ASSIGNMENT:
Write out every entry exactly as given, but omit the pictures.

Image point grounding data
# # # # #

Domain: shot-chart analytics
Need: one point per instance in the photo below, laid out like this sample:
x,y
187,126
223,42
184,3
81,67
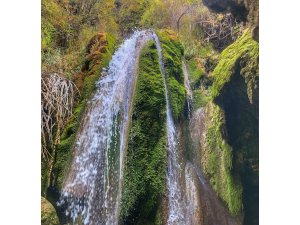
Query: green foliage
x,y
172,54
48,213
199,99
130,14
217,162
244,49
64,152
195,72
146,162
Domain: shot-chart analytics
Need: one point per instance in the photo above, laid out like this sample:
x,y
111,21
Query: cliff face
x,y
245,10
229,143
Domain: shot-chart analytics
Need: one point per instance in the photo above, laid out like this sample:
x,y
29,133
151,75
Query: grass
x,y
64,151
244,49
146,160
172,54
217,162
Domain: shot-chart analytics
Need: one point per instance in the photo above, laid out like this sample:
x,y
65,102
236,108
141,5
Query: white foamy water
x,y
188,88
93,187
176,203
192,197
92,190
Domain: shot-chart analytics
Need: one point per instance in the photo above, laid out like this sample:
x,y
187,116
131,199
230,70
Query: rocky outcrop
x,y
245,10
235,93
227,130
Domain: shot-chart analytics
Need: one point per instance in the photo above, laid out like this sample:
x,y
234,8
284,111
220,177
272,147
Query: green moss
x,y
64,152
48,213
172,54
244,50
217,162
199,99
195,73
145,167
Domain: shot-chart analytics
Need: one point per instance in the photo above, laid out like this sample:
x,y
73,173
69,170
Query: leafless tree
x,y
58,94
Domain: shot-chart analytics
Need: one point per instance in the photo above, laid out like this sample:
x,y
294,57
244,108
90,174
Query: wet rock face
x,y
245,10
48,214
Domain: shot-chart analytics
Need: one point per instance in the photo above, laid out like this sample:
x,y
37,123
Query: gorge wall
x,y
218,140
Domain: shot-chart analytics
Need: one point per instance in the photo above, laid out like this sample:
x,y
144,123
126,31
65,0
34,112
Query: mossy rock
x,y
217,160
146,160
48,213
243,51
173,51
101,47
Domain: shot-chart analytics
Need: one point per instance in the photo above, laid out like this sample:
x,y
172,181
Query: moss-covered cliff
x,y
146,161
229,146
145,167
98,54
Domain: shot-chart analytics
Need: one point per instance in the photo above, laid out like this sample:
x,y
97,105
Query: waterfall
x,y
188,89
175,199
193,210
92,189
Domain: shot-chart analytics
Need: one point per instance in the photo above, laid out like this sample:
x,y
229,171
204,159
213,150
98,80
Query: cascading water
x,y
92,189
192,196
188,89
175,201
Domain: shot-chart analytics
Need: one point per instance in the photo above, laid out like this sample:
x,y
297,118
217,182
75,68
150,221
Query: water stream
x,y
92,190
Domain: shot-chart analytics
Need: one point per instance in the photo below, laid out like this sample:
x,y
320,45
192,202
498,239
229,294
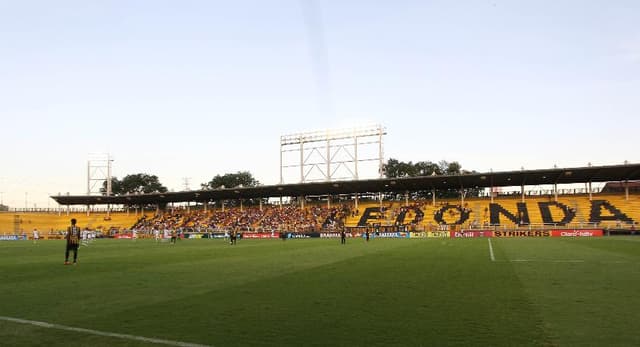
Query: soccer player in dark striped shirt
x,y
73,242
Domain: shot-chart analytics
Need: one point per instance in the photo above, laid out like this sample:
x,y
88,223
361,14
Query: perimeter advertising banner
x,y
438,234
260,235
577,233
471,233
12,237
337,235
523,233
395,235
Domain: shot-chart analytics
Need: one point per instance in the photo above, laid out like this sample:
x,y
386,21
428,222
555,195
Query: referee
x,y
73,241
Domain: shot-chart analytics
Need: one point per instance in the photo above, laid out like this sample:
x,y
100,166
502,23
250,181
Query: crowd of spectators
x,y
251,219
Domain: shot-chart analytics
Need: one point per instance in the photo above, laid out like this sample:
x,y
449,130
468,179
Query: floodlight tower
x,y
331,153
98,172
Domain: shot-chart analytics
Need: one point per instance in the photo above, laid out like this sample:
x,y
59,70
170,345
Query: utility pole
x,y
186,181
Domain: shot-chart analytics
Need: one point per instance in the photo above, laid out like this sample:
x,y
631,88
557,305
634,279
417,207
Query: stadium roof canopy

# # # # #

YOUR RESPONSE:
Domain: shot-chart analytics
Need: one point per instance in the photo below, laid out like this sample:
x,y
187,126
223,42
184,3
81,67
Query: green foliage
x,y
172,54
48,213
199,99
130,14
217,162
244,49
64,152
195,72
146,162
Domain: shot-chart analytics
Need: one point per instance in the photo above, laid out like this sample:
x,y
111,21
Query: cliff face
x,y
245,10
229,143
Domain: shot-chart analytics
Need: one point per instance in the photo above, laid out like this sample:
x,y
29,133
151,75
Query: grass
x,y
64,151
244,49
146,160
172,54
217,162
Domain: shot-chart analytics
Need: one point per instance in the photo above, laid out like this sample:
x,y
65,102
236,108
141,5
Query: white foamy water
x,y
188,88
93,187
176,203
192,197
92,190
Domain: shot-chart analytics
Need: one point per instance in the photo above, laid out like this sample:
x,y
187,116
131,199
230,70
Query: rocky outcrop
x,y
245,10
235,93
227,130
Domain: shot-chart analytics
Need: one point per instance in the photo above, laid out like this sample:
x,y
234,8
284,111
220,177
272,147
Query: green moss
x,y
64,152
48,213
172,54
244,50
217,162
199,99
195,73
145,167
Domain: shot-chart analytics
Need: one point per instance in the photo above, laid out like this sample:
x,y
73,173
69,170
Query: leafless tree
x,y
58,94
Domain: shot-chart analytics
Need: one point per instance in the photo above, laid out like this sample:
x,y
294,57
244,108
90,174
Query: wet rock face
x,y
245,10
48,214
Domain: shot-chart analytics
Need: one point per instance in the photo above, laid out like this sample:
x,y
37,123
Query: gorge wall
x,y
218,140
Domain: shot-chart analytics
Need: one point per instance in the photo above, laid out like this sample:
x,y
144,123
126,31
65,0
34,112
Query: mossy rock
x,y
217,160
146,160
48,213
243,51
173,51
101,47
Domain: shot-chart analytics
Need: one point per instance in the photo above, laid out like this sample:
x,y
172,181
Query: moss-covered cliff
x,y
146,161
229,146
145,167
98,54
Domain: shot-chart analytics
Need: one point per instance in the photo above, laid out like this sample:
x,y
97,105
Query: waterfall
x,y
188,89
175,199
193,210
92,189
Domain: shot-chart analytics
Need: one point per instance in the photo above, laid out like this sample:
x,y
229,171
204,159
213,150
98,80
Query: cascading water
x,y
92,189
192,196
188,89
175,201
Domain: shot-chart analytics
Need: one point per instance in the photo above, laid out like this sample:
x,y
297,118
217,182
75,68
150,221
Query: water stream
x,y
92,190
Domain: shot-chart analytics
Need: one point per instance in the photo below, laid out like this sample:
x,y
320,45
192,202
498,239
229,294
Query: soccer player in dark striped shirt
x,y
73,242
Domain: shot-chart analytics
Need: one point per instance in the photo above, laid out like this sample:
x,y
88,223
361,14
Query: perimeter advertising banner
x,y
438,234
260,235
577,233
471,233
12,237
337,235
523,233
395,235
Domain: shot-chart analytics
Need: one point per instance in the photo above, laid out like this sample:
x,y
386,21
428,222
555,195
Query: referee
x,y
73,241
Domain: shot-chart analytics
Need: one point per instance in the photo above, laid out like this sample:
x,y
100,166
502,23
250,181
Query: crowd of spectators
x,y
251,219
Domain: shot-chart analytics
Need: one point per instance in the photo above, laid out like this sample:
x,y
449,130
468,179
Query: floodlight tower
x,y
331,153
98,172
Domain: shot-chart analytics
Need: one point per instance in the photo above, laid out like this sample:
x,y
59,70
170,345
Query: utility pole
x,y
186,181
Domain: shot-chart analytics
Need: one point per instance in the photo above, laid out like this sample:
x,y
631,88
557,305
634,279
417,207
Query: stadium roof canopy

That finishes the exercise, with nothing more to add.